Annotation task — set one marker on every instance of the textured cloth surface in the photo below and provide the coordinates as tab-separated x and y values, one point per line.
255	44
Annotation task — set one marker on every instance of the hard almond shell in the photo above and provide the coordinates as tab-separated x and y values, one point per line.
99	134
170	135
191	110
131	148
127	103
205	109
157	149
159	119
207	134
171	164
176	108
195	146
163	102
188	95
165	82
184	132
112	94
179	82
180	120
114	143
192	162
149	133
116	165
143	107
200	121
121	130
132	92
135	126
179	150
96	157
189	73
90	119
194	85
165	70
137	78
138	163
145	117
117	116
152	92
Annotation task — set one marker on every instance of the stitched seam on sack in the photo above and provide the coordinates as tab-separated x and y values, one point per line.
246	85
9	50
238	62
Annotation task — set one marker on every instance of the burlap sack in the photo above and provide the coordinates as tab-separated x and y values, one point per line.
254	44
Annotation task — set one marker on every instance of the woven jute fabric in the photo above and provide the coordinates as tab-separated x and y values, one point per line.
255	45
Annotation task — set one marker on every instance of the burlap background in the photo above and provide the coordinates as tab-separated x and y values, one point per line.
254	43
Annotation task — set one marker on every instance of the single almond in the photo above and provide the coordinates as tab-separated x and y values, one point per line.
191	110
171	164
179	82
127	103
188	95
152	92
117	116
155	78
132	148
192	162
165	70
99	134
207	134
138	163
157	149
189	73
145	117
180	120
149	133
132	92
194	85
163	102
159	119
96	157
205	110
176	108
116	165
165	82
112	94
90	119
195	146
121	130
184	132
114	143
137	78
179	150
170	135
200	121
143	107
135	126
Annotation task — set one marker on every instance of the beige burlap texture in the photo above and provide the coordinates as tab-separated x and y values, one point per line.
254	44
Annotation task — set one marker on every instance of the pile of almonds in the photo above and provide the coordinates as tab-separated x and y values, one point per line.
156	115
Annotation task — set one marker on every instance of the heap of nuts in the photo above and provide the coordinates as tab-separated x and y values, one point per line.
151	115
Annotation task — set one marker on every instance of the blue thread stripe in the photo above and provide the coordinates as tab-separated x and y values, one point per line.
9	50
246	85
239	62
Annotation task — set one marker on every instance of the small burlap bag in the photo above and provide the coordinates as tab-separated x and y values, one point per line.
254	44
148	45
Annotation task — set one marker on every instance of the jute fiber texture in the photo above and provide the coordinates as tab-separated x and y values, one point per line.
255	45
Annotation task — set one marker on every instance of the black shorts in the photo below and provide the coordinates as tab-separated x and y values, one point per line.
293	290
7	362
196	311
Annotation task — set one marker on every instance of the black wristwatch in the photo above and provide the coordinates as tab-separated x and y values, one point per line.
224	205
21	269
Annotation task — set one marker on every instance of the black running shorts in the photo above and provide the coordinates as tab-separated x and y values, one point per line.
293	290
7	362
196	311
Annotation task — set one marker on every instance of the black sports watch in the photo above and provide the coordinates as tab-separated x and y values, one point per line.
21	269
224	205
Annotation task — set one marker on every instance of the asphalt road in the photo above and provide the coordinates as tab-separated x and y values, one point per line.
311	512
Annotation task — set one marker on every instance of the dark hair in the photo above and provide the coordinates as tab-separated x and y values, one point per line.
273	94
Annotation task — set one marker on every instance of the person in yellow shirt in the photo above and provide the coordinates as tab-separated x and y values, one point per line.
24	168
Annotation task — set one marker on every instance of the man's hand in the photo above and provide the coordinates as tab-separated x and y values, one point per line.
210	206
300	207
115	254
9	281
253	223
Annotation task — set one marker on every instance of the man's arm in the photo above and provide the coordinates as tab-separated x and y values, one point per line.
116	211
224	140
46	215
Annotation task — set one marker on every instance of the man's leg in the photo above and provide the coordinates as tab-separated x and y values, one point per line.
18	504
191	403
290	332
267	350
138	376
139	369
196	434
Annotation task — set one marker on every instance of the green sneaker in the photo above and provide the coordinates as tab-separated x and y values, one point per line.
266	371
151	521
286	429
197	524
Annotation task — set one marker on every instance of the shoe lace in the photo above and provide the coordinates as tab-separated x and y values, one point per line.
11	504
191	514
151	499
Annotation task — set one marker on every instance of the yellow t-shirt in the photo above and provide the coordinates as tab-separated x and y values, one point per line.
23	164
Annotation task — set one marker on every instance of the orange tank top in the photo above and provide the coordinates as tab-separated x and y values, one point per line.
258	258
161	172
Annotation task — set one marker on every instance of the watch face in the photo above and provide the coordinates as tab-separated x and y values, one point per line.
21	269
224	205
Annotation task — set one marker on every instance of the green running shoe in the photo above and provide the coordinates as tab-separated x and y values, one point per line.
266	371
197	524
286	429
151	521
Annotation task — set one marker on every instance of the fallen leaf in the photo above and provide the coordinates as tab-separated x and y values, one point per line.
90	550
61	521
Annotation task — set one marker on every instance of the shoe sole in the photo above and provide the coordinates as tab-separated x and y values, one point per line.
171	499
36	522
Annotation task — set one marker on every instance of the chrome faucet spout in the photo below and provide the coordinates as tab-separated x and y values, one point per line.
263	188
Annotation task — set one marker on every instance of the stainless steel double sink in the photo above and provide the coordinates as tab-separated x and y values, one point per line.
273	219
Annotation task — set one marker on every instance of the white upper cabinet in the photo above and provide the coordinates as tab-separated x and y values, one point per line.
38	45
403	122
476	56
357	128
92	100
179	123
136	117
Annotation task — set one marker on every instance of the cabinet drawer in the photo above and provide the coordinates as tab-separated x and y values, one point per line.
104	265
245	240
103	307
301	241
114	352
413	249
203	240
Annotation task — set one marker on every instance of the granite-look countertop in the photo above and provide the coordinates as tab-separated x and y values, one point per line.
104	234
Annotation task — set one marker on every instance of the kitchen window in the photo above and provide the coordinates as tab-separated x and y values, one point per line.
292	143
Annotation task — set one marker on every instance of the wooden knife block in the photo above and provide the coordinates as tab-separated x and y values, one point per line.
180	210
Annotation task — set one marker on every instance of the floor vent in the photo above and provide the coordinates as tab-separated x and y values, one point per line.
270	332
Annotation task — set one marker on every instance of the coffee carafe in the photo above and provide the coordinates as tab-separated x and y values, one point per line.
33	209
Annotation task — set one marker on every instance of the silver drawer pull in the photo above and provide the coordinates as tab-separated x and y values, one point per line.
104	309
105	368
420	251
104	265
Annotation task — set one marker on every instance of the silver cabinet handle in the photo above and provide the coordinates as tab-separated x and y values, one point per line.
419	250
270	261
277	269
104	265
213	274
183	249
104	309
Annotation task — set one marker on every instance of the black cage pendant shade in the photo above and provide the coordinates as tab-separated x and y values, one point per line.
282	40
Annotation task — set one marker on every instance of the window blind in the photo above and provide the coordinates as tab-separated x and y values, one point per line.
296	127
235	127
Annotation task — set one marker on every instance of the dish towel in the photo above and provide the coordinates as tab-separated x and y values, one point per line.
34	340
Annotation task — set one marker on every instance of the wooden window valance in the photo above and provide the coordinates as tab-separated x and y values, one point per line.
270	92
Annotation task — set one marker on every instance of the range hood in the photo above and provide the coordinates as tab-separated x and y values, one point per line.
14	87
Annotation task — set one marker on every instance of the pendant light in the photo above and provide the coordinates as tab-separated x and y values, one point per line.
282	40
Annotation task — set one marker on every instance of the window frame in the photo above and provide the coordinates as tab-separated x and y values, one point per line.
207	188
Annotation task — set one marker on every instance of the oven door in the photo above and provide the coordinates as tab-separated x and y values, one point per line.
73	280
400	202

▬▬▬▬▬▬

**What is required:**
Copy out the whole listing above, word for word and number for number, with nothing left out or changed.

**The completed task:**
Annotation task — set one marker on every instance of the textured cloth surface in the photo below and provide the coordinates as tab-separated x and y values, one point per line.
255	44
Annotation task — set one marker on every instance of the hard almond shell in the photo above and provide the coordinates as tab-separated x and y values, one point per line.
99	134
170	135
191	110
131	148
127	103
205	109
157	149
159	119
207	134
171	164
176	108
195	146
163	102
188	95
165	82
184	132
112	94
179	82
180	120
114	143
192	162
149	133
116	165
143	107
200	121
121	130
132	92
135	126
179	150
96	157
189	73
90	119
194	85
165	70
137	78
138	163
145	117
117	116
152	92
Annotation task — set one marker on every instance of the stitched seam on sack in the photo above and provide the coordinates as tab-separated x and y values, one point per line.
246	85
9	50
238	62
Annotation task — set one marker on every instance of the burlap sack in the photo above and provide the coordinates as tab-separated x and y values, one point per line.
254	44
Annotation task — set one marker on every instance of the woven jute fabric in the photo above and provide the coordinates as tab-separated x and y values, one point per line.
255	45
Annotation task — set one marker on every instance of the burlap background in the photo above and provide the coordinates as tab-separated x and y values, one point per line.
254	43
Annotation task — set one marker on every instance of the single almond in the photo above and provide the coordinates as tab-separated x and y values, one point per line.
191	110
171	164
179	82
127	103
188	95
152	92
117	116
155	78
132	148
192	162
165	70
99	134
207	134
138	163
157	149
189	73
145	117
180	120
149	133
132	92
194	85
163	102
159	119
96	157
205	110
176	108
116	165
165	82
112	94
90	119
195	146
121	130
184	132
114	143
137	78
179	150
170	135
200	121
143	107
135	126
Annotation task — set one marker on every instance of the beige burlap texture in the photo above and provide the coordinates as tab-separated x and y values, one point per line.
254	44
Annotation task — set one marker on every instance of the pile of almonds in the photo above and provide the coordinates as tab-separated x and y values, one point per line.
156	115
Annotation task — set one marker on every instance of the heap of nuts in the photo above and provide the coordinates as tab-separated x and y values, one point per line.
151	115
Annotation task — set one marker on every instance of the blue thread stripe in the photo above and provide the coordinates as tab-separated x and y values, one point per line.
9	50
246	85
239	62
Annotation task — set one marker on every instance of the small burlap bag in the photo above and provide the coordinates as tab-separated x and y values, one point per line.
254	44
148	45
Annotation task — set one marker on every instance of the jute fiber texture in the photo above and provide the coordinates as tab-separated x and y values, one point per line.
255	45
Annotation task — set one marker on every instance of the black shorts in the photo below and provide the coordinates as tab-separated x and y values, one point per line.
293	290
7	362
196	311
Annotation task — set one marker on every instance of the black wristwatch in the photo above and provide the coordinates as tab-separated x and y values, one point per line.
224	205
21	269
Annotation task — set one marker on every instance of the black running shorts in the photo above and provide the coordinates as tab-separated x and y values, one point per line.
293	290
7	362
196	311
Annotation task — set one marker on every instance of the black sports watch in the photo above and provide the coordinates as tab-separated x and y values, one point per line.
21	269
224	205
Annotation task — set one marker on every instance of the asphalt road in the photo above and provide the coordinates as tab-separated x and y values, one point per line.
311	512
Annotation task — set one marker on every instance of the dark hair in the photo above and provide the coordinates as tab-separated x and y values, one point per line.
273	94
Annotation task — set one marker on every instance of the person in yellow shirt in the photo above and provide the coordinates as tab-separated x and y values, one point per line.
24	168
Annotation task — set one marker on every instance of the man's hand in the photo above and provide the coordinates as tab-separated x and y values, one point per line.
210	206
300	207
115	254
9	281
253	223
Annotation task — set one marker on every instance of the man's arm in the photo above and provide the coordinates as tab-separated x and y values, one point per line.
116	211
224	140
46	215
Annotation task — set one marker on every instance of the man's leg in the photo above and provide the coordinates as tab-separated x and y values, one point per line.
18	504
191	403
290	332
267	350
138	376
139	369
196	434
Annotation task — set one marker on every instance of the green sneaker in the photo above and provide the coordinates as tab-separated x and y values, one point per line.
266	371
151	521
286	429
197	524
Annotation task — set one marker on every instance of the shoe lace in the photo above and provide the coordinates as tab-separated x and y values, one point per line.
11	504
191	514
151	499
Annotation task — set one marker on every instance of the yellow t-shirt in the photo above and provide the coordinates as tab-separated x and y values, one point per line.
23	164
Annotation task — set one marker on every instance of the orange tank top in the photo above and provide the coordinates as tab-separated x and y values, one point per line.
258	258
161	172
Annotation task — set one marker on every instance of the watch face in the photo above and provide the coordinates as tab-separated x and y values, one point per line.
21	269
224	205
Annotation task — set one marker on every instance of the green running shoe in the photo above and provide the coordinates as tab-separated x and y values, one point per line.
266	371
197	524
286	429
151	521
Annotation task — set one marker on every instance of the fallen leaf in the photo above and provide the coordinates as tab-separated x and y values, one point per line.
90	550
61	521
Annotation task — set one marker on every instance of the shoe sole in the photo above and provide the coordinates as tab-separated x and y values, one point per line.
171	499
36	522
Annotation task — set one marker on every instance of the chrome faucet spout in the photo below and provide the coordinates as tab-separated x and y values, one point per line.
263	188
Annotation task — set one marker on every instance of the stainless steel double sink in the photo above and provide the coordinates as tab-separated x and y values, one point per line.
273	219
Annotation task — set one marker on every instance of the white upper cabinet in the photo above and provide the coordinates as tab-separated x and y values, one point per line.
38	45
403	122
476	56
357	128
92	100
179	123
136	117
Annotation task — set one marker on every instance of the cabinet drawer in the photo above and provide the coordinates as tab-separated x and y values, one point per line.
104	265
245	240
103	307
301	241
114	352
413	249
203	240
Annotation task — set one marker on every instance of the granite-look countertop in the photo above and provide the coordinates as tab-separated x and y values, one point per line.
104	234
Annotation task — set one marker on every instance of the kitchen window in the photo above and provide the coordinates as tab-separated x and y values, one point per line.
292	143
Annotation task — set one marker on every instance of the wooden knife block in the photo above and provide the coordinates as tab-separated x and y values, one point per line.
180	210
Annotation task — set one marker on every instance of the floor vent in the photo above and provide the coordinates as tab-separated x and y values, one point per line.
270	332
Annotation task — set one marker on every instance of the coffee carafe in the photo above and provide the coordinates as tab-separated x and y values, one point per line.
33	209
Annotation task — set one marker on every instance of the silver drawer pull in the photo above and provide the coordinates as tab-separated x and y values, one point per line.
104	309
105	368
420	251
104	265
Annotation task — set one marker on every instance of the silver cabinet handle in the photo above and provide the coordinates as tab-separated x and y values, one point per line.
419	250
270	261
277	269
104	265
213	274
183	249
104	309
Annotation task — set one marker on every instance of the black cage pendant shade in the photo above and provide the coordinates as tab-separated x and y values, one point per line.
282	40
Annotation task — set one marker on every instance of the window blind in the photo above and provide the coordinates as tab-separated x and y values, one point per line.
296	127
235	127
Annotation task — set one marker on every instance of the dish towel in the photo above and provide the coordinates as tab-separated x and y values, one point per line.
34	340
Annotation task — set one marker on every instance of the wooden window valance in the photo above and provide the coordinates as tab-separated x and y values, one point per line.
270	92
Annotation task — set one marker on every instance of the range hood in the photo above and provide the coordinates as tab-separated x and y values, one point per line.
14	87
Annotation task — set one marker on every instance of the pendant light in the photo above and provide the coordinates as tab-separated x and y values, one point per line.
282	40
Annotation task — set one marker on every instance of the window frame in the photo above and provide the coordinates as tab-separated x and y values, one point per line.
207	188
Annotation task — set one marker on every instance of the oven door in the photo above and provide the coordinates as tab-separated x and y values, one point per line.
73	280
400	202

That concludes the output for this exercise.